*ACTIVITY*
The expected answer comprises all lines from the entries that contain the string "background".

*RECORDS FOR THIS EXERCISE*
==========
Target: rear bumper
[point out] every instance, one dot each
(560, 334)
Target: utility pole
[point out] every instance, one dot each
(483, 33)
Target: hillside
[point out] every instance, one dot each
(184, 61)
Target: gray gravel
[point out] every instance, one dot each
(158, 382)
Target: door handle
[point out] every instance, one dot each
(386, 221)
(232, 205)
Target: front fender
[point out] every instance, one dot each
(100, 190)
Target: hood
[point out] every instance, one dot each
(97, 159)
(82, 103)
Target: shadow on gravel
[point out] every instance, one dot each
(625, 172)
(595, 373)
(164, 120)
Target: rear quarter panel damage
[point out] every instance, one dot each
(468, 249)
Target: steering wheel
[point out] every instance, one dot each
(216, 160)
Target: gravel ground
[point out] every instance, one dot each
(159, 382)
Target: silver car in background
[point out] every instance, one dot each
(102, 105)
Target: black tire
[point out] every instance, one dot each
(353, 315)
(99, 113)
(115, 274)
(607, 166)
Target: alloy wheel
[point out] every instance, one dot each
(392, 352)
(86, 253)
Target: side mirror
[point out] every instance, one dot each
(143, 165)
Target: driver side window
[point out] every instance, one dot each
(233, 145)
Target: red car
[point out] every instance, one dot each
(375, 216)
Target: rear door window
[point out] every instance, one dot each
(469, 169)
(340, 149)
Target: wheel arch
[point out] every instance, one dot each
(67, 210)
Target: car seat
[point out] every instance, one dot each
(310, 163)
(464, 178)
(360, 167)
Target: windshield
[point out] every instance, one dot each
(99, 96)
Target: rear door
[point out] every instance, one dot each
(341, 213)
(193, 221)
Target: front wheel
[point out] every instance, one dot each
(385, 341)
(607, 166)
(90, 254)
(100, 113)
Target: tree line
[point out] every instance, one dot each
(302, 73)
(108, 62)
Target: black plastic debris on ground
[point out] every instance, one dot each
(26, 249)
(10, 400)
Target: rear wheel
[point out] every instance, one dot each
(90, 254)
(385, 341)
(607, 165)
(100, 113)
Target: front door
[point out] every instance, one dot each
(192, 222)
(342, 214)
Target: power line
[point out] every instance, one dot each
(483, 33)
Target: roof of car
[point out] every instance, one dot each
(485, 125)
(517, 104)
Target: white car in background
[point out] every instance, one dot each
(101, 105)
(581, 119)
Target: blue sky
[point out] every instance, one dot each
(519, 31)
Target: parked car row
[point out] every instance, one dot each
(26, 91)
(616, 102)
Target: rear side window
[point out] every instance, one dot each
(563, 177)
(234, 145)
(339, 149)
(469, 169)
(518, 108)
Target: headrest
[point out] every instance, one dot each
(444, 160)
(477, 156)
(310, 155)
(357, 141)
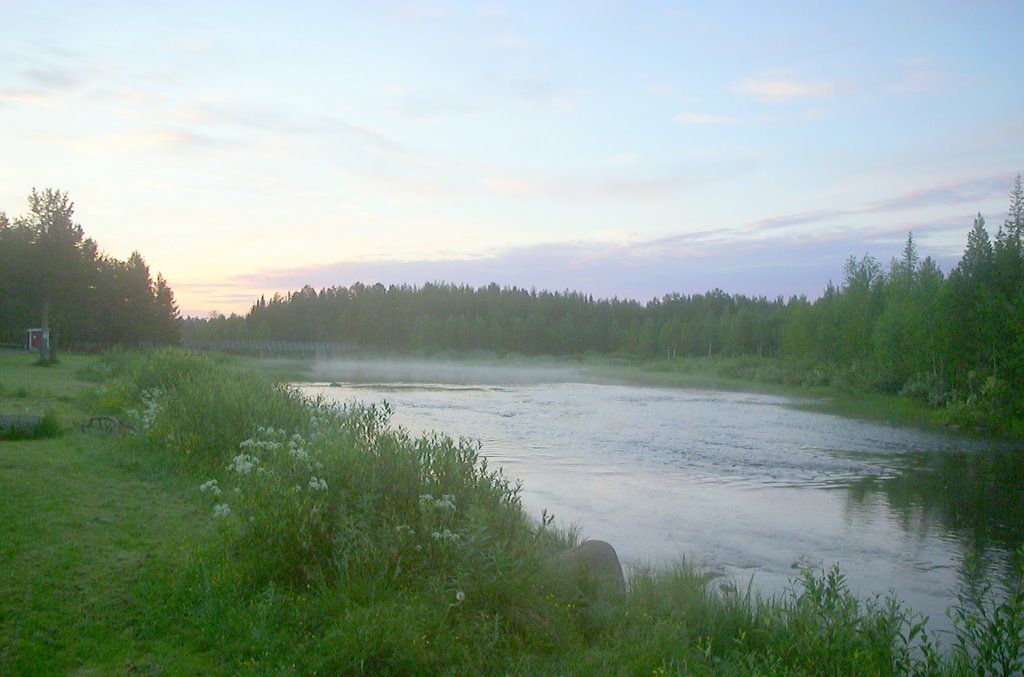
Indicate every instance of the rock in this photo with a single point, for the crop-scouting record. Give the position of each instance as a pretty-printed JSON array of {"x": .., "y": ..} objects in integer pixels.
[{"x": 596, "y": 560}]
==========
*SOLUTION TO THIS PROBLEM*
Target: silver car in background
Target: white car in background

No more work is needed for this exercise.